If the DBMS provides a way to interactively enter and update the database, as well as interrogate it, this capability allows for managing personal databases. However, it may not leave an audit trail of actions or provide the kinds of controls necessary in a multi-user organization. These controls are only available when a set of application programs are customized for each data entry and updating function. Data structure is a logically representation of relationships between individual elements and data.
A database transaction mechanism ideally guarantees ACID properties in order to ensure data integrity despite concurrent user accesses (concurrency control), and faults (fault tolerance). It also maintains the integrity of the data in the database. The DBMS can maintain the integrity of the database by not allowing more than one user to update the same record at the same time. The DBMS can help prevent duplicate records via unique index constraints; for example, no two customers with the same customer numbers (key fields) can be entered into the database. See ACID properties for more information.
or How database usage requirements are met
A database management system (DBMS) is a system that allows to build and maintain databases, as well as to utilize their data and retrieve information from it. A DBMS defines the database type that it supports, as well as its functionality and operational capabilities. A DBMS provides the internal processes for external applications built on them. The end-users of some such specific application are usually exposed only to that application and do not directly interact with the DBMS. Thus end-users enjoy the effects of the underlying DBMS, but its internals are completely invisible to end-users. Database designers and database administrators interact with the DBMS through dedicated interfaces to build and maintain the applications' databases, and thus need some more knowledge and understanding about how DBMSs operate and the DBMSs' external interfaces and tuning parameters.
A DBMS consists of software that operates databases, providing storage, access, security, backup and other facilities to meet needed requirements. DBMSs can be categorized according to the database model(s) that they support, such as relational or XML, the type(s) of computer they support, such as a server cluster or a mobile phone, the query language(s) that access the database, such as SQL or XQuery, performance trade-offs, such as maximum scale or maximum speed or others. Some DBMSs cover more than one entry in these categories, e.g., supporting multiple query languages. Database software typically support the Open Database Connectivity (ODBC) standard which allows the database to integrate (to some extent) with other databases.

----

* **Given instruction 1**: From the DBMS excerpt, list the facilities that it says DBMS software provides to meet needed requirements.

----

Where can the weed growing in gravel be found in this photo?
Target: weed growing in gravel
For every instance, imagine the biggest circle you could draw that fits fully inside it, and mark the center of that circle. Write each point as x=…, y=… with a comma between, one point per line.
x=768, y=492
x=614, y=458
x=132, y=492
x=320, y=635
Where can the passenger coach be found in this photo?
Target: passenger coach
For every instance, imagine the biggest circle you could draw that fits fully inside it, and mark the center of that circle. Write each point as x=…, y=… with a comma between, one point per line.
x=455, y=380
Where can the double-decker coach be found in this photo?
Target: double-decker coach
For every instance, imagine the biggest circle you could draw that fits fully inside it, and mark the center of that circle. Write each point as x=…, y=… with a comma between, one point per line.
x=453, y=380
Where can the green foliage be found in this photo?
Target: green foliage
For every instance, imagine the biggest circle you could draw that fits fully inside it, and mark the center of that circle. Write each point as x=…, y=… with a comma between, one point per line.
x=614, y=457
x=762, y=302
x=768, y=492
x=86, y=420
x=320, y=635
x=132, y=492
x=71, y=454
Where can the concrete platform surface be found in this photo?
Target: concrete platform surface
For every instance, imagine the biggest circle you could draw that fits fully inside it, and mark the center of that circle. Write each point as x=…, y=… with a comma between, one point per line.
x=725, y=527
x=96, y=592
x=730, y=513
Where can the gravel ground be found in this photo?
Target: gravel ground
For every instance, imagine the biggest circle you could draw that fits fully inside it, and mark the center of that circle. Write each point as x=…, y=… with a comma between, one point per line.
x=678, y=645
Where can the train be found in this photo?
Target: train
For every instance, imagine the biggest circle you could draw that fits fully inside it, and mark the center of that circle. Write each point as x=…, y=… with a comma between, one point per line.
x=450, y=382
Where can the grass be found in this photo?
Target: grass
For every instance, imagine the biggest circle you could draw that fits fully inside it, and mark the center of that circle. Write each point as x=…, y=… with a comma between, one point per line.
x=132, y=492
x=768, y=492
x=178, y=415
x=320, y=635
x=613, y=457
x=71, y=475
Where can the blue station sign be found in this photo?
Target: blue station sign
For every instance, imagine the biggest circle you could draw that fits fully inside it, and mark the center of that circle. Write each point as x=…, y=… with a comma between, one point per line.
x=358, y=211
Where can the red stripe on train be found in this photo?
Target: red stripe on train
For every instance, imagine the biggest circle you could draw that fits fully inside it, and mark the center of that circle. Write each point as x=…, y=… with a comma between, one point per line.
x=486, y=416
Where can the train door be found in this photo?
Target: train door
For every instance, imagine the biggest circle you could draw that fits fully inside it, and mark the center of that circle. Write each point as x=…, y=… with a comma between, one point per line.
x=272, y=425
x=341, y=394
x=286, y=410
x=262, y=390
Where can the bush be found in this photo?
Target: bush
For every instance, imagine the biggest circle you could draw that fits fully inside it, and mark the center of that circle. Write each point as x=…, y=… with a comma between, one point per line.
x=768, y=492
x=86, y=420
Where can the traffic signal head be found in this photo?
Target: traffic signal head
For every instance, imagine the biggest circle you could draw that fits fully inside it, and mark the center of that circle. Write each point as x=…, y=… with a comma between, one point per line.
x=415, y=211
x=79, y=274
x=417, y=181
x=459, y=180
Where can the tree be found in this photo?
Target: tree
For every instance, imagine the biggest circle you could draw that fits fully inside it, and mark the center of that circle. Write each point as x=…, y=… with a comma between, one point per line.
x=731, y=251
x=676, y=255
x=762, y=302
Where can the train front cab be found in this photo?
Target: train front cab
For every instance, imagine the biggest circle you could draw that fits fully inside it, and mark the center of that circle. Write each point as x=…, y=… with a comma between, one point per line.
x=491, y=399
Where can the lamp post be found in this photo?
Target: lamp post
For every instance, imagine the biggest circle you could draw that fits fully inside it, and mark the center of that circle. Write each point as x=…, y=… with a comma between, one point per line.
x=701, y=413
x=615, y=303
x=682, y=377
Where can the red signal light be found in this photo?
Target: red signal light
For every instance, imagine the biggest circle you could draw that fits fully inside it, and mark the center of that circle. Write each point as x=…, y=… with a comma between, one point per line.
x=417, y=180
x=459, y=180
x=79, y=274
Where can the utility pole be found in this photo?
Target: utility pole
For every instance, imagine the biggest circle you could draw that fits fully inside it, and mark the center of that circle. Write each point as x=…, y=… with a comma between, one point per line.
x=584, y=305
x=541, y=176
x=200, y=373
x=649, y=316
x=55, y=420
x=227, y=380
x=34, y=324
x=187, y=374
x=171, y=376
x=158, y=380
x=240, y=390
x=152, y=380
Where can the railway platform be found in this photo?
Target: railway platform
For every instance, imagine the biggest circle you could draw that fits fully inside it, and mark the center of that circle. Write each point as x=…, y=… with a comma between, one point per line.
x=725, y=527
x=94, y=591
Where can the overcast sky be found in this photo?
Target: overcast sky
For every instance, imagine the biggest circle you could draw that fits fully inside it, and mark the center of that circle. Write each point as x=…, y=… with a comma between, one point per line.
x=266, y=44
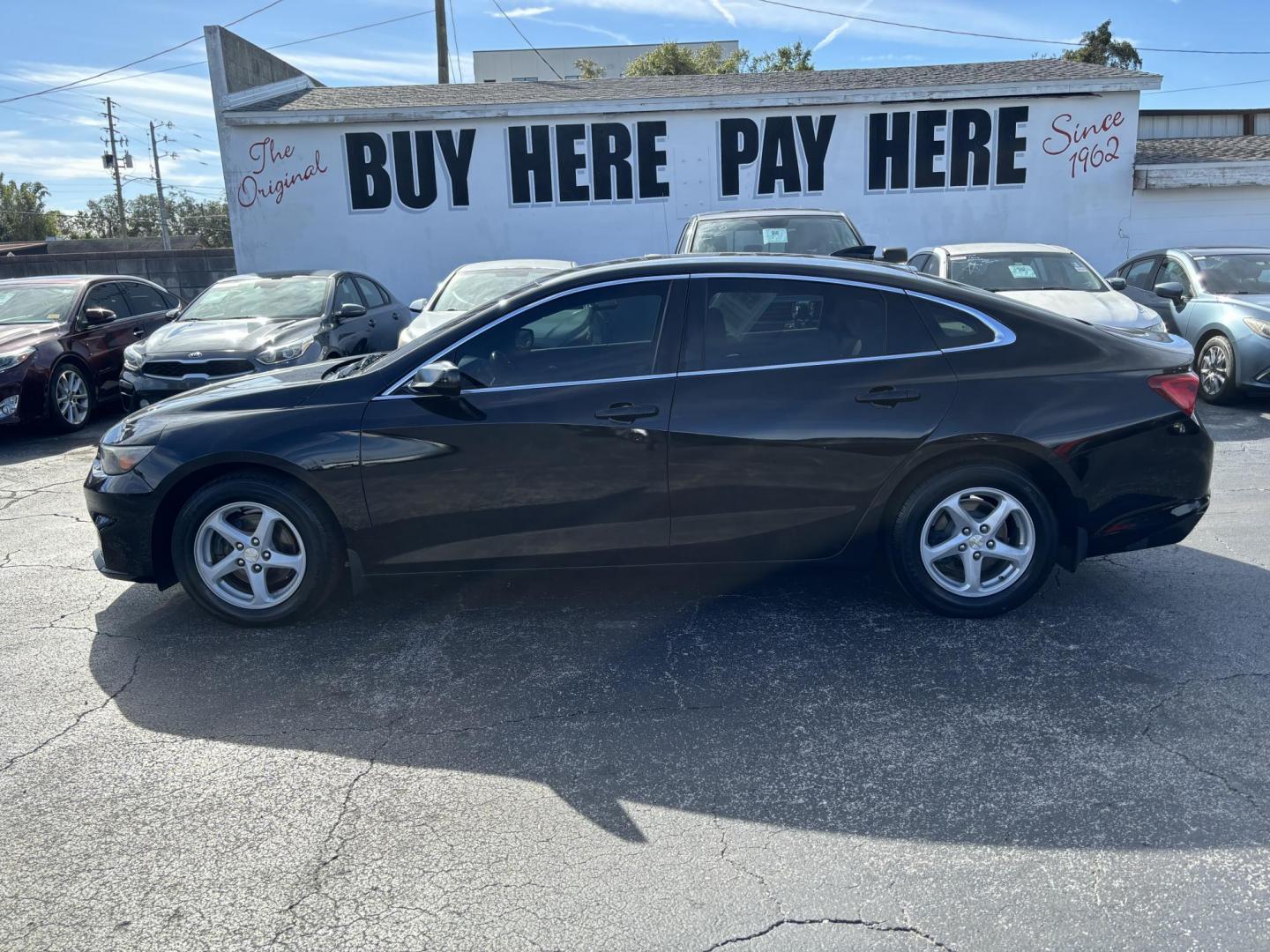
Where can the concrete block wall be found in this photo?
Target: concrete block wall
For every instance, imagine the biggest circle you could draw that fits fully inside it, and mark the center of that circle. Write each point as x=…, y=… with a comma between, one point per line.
x=183, y=273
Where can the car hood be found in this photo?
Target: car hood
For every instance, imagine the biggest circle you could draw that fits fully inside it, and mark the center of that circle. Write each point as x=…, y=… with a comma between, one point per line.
x=14, y=337
x=429, y=322
x=1109, y=308
x=243, y=335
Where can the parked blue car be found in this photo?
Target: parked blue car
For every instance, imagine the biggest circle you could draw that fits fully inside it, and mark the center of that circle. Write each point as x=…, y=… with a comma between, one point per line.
x=1220, y=300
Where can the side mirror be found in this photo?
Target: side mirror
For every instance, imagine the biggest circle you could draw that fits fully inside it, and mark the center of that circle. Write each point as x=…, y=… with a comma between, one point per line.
x=98, y=315
x=441, y=378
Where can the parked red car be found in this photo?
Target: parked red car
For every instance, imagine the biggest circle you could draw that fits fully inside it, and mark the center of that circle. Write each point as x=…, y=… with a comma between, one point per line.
x=63, y=340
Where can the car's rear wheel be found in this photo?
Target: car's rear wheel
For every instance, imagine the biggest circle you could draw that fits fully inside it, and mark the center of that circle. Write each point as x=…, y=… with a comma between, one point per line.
x=257, y=550
x=70, y=398
x=975, y=541
x=1214, y=363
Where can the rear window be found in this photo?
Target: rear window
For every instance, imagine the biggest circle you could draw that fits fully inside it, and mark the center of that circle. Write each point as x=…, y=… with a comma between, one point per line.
x=952, y=326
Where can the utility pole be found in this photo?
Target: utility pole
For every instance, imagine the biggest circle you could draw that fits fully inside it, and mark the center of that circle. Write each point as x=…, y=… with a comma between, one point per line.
x=442, y=43
x=115, y=167
x=163, y=210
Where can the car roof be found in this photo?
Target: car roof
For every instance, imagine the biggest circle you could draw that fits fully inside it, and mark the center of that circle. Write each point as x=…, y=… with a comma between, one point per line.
x=545, y=263
x=987, y=248
x=766, y=213
x=311, y=273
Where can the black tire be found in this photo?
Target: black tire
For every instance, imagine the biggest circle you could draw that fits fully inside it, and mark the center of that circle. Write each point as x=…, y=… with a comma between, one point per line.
x=318, y=531
x=57, y=414
x=1218, y=354
x=905, y=536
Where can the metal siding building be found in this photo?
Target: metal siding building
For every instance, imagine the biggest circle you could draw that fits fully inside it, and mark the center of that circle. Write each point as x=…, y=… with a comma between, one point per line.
x=409, y=182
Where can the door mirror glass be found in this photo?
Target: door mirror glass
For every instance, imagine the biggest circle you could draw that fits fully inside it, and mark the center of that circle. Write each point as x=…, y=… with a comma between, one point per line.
x=441, y=378
x=98, y=315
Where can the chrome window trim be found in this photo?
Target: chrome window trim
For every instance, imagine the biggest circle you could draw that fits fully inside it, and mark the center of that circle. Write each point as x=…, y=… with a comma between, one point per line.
x=1002, y=335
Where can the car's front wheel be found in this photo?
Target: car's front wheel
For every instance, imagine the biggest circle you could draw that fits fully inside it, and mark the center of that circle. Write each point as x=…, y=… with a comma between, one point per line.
x=257, y=550
x=1214, y=363
x=975, y=542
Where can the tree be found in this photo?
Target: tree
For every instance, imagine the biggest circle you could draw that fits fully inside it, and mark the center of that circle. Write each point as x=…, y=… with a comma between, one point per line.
x=207, y=219
x=23, y=216
x=1099, y=46
x=675, y=60
x=782, y=58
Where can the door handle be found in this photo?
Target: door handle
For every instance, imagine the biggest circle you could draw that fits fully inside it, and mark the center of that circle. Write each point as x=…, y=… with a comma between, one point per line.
x=626, y=413
x=888, y=397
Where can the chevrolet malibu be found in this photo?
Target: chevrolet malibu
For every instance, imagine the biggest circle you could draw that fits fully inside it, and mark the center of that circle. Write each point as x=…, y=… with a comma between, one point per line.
x=253, y=323
x=681, y=409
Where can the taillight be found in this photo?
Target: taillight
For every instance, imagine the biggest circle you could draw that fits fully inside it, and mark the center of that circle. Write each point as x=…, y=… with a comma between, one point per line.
x=1177, y=389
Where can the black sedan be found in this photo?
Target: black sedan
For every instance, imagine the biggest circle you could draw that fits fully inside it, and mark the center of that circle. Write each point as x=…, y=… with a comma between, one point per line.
x=686, y=409
x=254, y=323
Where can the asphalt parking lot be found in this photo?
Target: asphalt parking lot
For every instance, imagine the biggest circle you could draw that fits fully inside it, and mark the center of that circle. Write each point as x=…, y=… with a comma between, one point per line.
x=639, y=759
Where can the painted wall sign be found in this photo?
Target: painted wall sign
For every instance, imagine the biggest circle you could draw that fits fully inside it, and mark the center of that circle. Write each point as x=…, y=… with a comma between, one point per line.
x=409, y=201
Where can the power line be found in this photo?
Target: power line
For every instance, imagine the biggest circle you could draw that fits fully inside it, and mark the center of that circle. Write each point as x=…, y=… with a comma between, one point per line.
x=144, y=58
x=990, y=36
x=526, y=40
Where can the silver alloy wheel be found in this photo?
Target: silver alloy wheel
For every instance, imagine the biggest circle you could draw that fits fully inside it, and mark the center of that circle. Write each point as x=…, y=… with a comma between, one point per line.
x=70, y=394
x=249, y=555
x=1213, y=368
x=978, y=542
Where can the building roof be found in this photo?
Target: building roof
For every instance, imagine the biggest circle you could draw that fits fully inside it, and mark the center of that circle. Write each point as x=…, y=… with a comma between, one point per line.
x=1064, y=74
x=1188, y=152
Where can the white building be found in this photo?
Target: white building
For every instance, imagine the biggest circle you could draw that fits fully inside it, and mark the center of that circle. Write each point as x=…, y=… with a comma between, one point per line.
x=409, y=182
x=528, y=66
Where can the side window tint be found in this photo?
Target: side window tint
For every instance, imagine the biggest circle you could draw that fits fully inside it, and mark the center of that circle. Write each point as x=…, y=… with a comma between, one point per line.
x=111, y=297
x=346, y=294
x=766, y=322
x=594, y=334
x=143, y=299
x=952, y=326
x=371, y=292
x=1138, y=273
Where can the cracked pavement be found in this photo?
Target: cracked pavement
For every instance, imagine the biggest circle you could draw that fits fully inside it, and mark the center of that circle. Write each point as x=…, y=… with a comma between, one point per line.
x=718, y=759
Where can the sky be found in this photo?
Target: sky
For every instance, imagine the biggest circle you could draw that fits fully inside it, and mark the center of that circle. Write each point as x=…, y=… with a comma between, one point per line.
x=56, y=138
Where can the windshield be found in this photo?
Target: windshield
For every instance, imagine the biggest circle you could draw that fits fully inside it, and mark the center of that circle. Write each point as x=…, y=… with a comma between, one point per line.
x=796, y=234
x=45, y=303
x=473, y=288
x=259, y=297
x=1027, y=271
x=1235, y=274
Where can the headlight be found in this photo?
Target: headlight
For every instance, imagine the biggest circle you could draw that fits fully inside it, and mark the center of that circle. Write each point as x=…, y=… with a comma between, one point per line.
x=117, y=461
x=11, y=358
x=280, y=353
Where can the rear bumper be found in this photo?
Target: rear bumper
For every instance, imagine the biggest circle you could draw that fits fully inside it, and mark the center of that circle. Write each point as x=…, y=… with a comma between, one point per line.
x=1147, y=528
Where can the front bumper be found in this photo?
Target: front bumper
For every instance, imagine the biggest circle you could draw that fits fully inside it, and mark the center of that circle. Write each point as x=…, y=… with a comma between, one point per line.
x=123, y=510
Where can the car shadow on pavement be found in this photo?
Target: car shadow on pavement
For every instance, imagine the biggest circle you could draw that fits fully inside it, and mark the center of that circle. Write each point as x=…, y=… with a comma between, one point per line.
x=1109, y=712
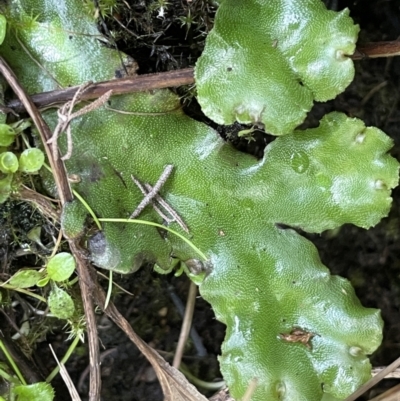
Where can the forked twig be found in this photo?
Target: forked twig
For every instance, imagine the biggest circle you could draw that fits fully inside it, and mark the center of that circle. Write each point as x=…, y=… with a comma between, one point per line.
x=65, y=194
x=65, y=116
x=154, y=191
x=151, y=196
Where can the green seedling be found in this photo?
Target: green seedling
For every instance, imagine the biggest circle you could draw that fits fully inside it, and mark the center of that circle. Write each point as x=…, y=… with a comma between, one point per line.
x=300, y=332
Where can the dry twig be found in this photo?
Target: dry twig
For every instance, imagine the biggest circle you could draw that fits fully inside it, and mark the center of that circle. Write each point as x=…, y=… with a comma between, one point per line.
x=87, y=280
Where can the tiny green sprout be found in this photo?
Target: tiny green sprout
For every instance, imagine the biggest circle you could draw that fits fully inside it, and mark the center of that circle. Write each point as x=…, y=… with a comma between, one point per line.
x=60, y=303
x=7, y=135
x=38, y=391
x=61, y=266
x=160, y=6
x=31, y=160
x=8, y=163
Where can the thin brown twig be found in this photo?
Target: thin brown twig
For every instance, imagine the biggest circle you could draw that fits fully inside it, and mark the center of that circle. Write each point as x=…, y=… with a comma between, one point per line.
x=393, y=394
x=146, y=82
x=151, y=194
x=120, y=86
x=87, y=280
x=376, y=379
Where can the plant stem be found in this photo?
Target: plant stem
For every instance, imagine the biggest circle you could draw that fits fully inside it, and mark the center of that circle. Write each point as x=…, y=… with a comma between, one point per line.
x=12, y=363
x=64, y=360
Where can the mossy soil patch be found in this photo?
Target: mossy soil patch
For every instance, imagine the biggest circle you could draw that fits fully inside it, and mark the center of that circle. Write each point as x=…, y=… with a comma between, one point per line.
x=161, y=36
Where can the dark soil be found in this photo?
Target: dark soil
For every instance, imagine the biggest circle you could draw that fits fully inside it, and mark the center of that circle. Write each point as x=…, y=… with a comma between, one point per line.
x=368, y=258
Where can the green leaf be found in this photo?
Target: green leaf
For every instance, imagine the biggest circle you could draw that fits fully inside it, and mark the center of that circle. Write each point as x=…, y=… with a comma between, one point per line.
x=8, y=162
x=31, y=160
x=25, y=278
x=265, y=282
x=34, y=392
x=61, y=304
x=62, y=43
x=3, y=28
x=7, y=133
x=61, y=266
x=5, y=188
x=260, y=66
x=43, y=282
x=73, y=219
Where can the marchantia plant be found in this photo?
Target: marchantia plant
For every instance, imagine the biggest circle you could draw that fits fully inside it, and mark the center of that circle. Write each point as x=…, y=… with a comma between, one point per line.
x=300, y=332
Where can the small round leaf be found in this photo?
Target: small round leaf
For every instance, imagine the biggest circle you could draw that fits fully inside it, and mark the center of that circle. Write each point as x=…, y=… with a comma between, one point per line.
x=5, y=188
x=7, y=133
x=38, y=391
x=25, y=278
x=8, y=162
x=61, y=304
x=31, y=160
x=61, y=266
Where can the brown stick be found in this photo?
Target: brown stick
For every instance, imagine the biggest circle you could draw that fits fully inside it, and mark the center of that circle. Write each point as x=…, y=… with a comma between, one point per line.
x=121, y=86
x=377, y=49
x=170, y=79
x=86, y=281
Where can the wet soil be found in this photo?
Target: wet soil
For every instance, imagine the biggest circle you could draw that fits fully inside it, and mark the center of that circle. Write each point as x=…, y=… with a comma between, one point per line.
x=370, y=259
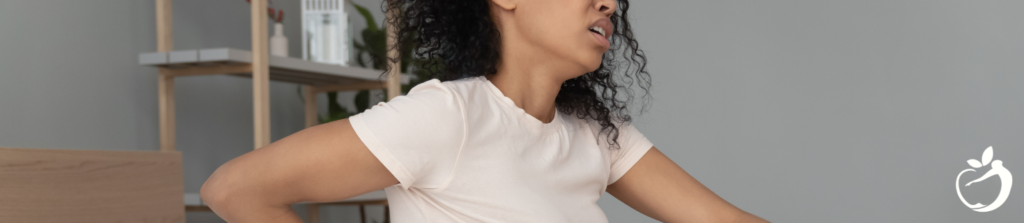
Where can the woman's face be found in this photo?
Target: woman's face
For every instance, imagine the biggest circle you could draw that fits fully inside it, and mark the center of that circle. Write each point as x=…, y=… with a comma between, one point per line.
x=566, y=33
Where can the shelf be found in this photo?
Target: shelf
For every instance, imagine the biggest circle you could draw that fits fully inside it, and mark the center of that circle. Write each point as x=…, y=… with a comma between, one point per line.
x=237, y=62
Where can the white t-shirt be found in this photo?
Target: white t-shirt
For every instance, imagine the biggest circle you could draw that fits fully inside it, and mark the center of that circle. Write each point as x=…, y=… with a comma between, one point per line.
x=463, y=151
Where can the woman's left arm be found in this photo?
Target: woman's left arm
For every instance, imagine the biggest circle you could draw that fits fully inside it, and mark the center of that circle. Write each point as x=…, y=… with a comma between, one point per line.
x=659, y=188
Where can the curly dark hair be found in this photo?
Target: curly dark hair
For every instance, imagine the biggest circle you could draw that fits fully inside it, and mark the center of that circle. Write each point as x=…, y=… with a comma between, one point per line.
x=460, y=39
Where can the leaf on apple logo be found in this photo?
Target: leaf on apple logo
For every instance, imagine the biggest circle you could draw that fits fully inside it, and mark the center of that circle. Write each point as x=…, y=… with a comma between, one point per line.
x=974, y=163
x=986, y=157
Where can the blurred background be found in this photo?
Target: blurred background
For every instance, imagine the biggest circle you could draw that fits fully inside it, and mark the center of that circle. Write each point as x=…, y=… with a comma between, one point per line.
x=794, y=110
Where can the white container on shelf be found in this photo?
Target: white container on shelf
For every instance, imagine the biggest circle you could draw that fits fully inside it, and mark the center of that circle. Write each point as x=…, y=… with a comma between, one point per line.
x=325, y=32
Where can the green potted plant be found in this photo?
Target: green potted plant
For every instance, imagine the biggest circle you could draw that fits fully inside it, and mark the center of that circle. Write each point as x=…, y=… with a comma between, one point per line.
x=372, y=54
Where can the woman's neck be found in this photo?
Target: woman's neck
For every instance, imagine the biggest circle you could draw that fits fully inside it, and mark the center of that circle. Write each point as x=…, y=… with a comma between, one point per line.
x=529, y=89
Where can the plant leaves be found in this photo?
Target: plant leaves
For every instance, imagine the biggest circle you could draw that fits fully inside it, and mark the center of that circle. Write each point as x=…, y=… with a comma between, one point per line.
x=974, y=163
x=371, y=24
x=986, y=157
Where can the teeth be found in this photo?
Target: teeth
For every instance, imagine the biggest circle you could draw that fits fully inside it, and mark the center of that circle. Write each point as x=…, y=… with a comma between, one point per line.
x=599, y=30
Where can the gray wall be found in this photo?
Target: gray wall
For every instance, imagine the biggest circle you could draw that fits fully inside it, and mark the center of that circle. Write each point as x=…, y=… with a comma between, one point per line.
x=837, y=110
x=795, y=110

----

* **Given instruction 2**: Please copy the part of the records that opens with the line containing "Where can the rear bumper" and closes with the line containing "x=1109, y=712", with both of those lines included.

* **Exercise result 1**: storage, access, security, backup

* **Exercise result 2**:
Where can the rear bumper be found in this photo?
Target: rear bumper
For every instance, imagine the biggest circle you could draw that fits fully inside it, and mark the center of that circle. Write each point as x=…, y=… with a comma between, one point per line.
x=1147, y=528
Where can the front bumper be found in this photo?
Target: front bumper
For every instance, imagine the biggest circle you could draw that fits fully inside it, and mark the center of that circle. Write each point as x=…, y=… with a comma between, one point per line.
x=123, y=510
Where can the car shadow on pavement be found in this photo?
Target: car shadow on pavement
For every instance, imagine the biggest circle you could draw that fits fully inside it, and mark the center of that circle. Write each point as x=…, y=… with a comma between, one point per line.
x=1109, y=712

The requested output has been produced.